_The request_
Locate each row below that contains the word "stage" and copy those rows in full.

+++ Extracted material

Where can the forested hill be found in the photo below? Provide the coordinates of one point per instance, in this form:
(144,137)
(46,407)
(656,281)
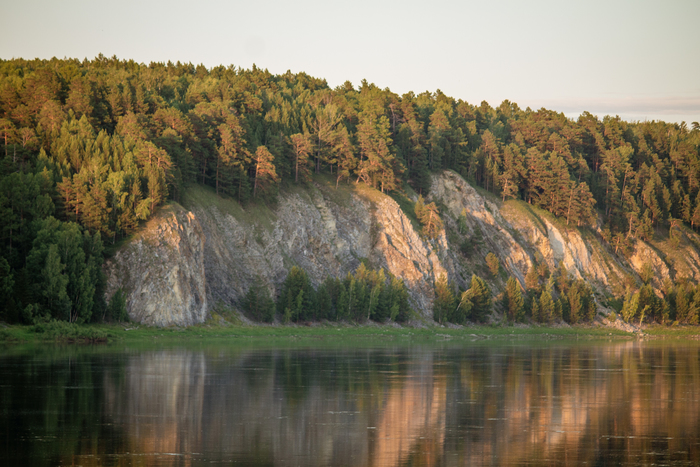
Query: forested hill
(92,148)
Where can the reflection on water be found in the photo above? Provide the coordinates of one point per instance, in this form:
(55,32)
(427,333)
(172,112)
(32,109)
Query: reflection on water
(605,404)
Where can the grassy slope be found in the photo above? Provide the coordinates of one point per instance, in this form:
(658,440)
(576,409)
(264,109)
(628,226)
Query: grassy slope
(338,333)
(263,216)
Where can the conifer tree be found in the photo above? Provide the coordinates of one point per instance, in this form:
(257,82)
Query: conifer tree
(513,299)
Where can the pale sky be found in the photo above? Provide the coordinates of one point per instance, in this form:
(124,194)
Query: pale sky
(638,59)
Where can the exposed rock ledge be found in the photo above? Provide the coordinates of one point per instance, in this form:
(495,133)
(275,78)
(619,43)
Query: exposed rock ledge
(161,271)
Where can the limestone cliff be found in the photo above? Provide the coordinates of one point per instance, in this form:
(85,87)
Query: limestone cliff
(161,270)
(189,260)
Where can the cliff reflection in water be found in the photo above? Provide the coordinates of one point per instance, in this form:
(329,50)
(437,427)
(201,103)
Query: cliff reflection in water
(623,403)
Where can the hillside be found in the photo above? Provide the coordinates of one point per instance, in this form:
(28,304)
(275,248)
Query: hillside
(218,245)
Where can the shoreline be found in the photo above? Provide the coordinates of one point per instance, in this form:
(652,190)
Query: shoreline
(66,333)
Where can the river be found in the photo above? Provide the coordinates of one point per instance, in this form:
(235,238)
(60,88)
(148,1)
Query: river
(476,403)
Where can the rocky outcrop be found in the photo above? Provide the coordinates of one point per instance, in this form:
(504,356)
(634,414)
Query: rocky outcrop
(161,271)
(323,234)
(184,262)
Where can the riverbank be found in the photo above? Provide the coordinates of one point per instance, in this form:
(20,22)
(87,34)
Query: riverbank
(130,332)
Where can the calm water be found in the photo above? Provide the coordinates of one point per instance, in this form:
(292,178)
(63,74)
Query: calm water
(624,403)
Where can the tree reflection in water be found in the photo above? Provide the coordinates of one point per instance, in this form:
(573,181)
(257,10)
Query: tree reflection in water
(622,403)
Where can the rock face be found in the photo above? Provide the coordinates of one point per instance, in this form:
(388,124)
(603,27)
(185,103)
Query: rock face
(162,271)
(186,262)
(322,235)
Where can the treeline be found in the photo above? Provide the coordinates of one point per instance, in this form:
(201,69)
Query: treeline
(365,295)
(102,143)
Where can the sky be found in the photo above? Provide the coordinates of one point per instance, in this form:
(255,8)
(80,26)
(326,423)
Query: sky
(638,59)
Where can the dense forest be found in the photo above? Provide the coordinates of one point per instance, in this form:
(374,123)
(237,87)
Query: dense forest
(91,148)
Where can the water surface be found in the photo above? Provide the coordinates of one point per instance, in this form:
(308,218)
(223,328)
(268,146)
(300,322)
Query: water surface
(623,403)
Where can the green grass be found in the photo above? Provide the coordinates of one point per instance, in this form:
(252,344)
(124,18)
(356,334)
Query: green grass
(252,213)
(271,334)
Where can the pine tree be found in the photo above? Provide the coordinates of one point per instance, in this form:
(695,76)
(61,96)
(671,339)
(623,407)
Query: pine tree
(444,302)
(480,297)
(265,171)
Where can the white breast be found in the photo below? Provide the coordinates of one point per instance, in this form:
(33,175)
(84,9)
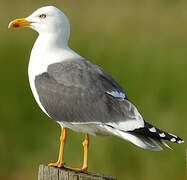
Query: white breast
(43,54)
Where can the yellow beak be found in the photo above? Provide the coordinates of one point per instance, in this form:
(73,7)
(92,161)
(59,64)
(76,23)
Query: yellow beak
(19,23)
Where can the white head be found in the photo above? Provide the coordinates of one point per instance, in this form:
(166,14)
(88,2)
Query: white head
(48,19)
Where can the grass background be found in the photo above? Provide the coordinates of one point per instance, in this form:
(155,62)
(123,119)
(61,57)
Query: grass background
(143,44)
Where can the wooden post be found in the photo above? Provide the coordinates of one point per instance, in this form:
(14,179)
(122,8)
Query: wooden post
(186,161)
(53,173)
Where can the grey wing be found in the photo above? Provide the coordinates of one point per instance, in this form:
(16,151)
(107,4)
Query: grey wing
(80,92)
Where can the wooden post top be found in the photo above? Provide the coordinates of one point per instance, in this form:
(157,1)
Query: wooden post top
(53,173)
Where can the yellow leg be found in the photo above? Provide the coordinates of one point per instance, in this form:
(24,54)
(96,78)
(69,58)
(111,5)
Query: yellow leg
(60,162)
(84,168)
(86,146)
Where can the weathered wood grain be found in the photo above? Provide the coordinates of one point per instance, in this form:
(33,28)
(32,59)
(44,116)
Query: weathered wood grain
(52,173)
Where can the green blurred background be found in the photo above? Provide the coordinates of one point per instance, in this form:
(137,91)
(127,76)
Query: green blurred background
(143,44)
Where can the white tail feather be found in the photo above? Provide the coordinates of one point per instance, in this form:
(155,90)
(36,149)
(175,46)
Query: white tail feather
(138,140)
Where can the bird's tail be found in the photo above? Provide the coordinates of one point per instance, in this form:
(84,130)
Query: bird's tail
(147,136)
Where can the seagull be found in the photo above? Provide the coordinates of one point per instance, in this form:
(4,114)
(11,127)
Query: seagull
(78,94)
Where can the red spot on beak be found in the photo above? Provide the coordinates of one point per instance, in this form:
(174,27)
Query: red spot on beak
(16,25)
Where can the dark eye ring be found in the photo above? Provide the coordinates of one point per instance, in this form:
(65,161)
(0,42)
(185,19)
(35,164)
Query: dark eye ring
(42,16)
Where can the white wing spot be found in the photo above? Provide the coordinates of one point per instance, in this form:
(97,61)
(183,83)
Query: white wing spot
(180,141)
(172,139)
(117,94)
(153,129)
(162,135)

++++++
+++ Extracted material

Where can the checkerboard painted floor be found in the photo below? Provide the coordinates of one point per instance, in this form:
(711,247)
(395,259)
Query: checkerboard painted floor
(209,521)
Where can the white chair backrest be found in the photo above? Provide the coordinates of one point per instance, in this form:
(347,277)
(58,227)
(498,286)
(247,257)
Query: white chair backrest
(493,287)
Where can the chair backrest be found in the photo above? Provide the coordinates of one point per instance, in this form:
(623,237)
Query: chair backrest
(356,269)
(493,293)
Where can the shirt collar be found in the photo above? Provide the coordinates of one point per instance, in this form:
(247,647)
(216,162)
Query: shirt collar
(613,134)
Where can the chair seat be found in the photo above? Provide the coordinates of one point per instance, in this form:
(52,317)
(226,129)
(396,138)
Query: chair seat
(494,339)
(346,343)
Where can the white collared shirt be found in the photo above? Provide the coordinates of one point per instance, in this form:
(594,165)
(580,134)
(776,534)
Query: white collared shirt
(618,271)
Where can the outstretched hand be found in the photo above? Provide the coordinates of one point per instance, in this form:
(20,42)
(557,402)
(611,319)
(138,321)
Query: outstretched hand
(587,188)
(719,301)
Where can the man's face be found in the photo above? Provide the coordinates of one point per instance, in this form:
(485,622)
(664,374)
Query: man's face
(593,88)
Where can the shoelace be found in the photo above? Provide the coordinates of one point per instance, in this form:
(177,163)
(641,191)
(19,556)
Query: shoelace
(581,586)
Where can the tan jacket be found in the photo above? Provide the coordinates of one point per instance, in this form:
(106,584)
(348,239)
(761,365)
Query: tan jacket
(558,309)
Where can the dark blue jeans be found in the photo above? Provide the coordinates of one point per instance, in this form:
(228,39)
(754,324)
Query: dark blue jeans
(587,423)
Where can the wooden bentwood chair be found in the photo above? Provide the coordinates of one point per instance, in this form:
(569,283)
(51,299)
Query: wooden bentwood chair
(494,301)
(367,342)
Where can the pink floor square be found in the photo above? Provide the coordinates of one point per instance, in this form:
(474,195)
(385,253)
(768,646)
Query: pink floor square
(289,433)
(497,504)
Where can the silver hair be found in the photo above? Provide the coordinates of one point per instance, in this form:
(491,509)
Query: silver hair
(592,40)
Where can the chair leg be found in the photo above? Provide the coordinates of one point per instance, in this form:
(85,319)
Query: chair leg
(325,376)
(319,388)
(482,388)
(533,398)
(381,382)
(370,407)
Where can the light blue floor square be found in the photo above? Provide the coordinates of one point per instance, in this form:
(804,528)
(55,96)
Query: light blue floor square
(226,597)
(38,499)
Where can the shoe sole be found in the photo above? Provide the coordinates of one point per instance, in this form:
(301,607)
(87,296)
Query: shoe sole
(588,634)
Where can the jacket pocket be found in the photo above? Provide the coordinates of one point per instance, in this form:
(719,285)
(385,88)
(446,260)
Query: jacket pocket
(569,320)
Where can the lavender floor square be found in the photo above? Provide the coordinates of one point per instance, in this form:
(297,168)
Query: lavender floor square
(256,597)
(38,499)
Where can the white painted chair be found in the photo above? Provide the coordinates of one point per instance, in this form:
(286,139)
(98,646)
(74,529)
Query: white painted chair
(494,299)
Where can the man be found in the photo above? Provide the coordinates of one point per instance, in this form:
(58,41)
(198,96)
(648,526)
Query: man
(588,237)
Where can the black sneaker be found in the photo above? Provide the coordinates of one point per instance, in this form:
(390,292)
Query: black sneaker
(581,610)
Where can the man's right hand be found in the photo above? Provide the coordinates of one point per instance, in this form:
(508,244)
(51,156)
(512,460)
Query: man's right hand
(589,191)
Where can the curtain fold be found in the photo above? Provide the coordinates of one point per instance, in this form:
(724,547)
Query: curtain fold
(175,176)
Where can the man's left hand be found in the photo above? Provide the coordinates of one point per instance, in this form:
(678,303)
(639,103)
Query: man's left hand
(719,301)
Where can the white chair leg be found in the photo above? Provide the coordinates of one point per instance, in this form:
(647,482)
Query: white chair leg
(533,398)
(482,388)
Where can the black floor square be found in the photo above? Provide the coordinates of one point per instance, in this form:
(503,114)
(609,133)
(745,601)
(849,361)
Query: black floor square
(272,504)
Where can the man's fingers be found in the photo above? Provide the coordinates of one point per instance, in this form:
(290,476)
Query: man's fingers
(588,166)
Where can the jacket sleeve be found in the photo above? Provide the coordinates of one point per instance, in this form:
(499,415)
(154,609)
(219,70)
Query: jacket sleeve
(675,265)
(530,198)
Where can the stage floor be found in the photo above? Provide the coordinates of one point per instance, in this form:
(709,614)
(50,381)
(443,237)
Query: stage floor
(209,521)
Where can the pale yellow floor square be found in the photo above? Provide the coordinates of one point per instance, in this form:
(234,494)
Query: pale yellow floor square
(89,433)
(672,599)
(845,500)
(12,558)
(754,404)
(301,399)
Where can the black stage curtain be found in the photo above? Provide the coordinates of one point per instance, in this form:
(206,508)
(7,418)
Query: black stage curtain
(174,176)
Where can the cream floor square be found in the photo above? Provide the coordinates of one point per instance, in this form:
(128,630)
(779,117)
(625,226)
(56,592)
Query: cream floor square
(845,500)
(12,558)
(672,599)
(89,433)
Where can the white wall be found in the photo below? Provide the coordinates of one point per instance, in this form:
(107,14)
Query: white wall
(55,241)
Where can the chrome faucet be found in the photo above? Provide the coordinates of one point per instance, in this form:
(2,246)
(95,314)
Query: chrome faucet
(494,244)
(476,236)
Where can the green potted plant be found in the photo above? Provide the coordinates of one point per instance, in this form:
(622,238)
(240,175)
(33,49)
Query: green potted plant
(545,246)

++++++

_Reply_
Where can the stage floor be found in the photo above? Provide the coordinates of one point per instance, in this form:
Query: stage floor
Where can the black stage curtain be found in the photo above? Provide the coordinates of one point per instance, in this form:
Query: black stage curtain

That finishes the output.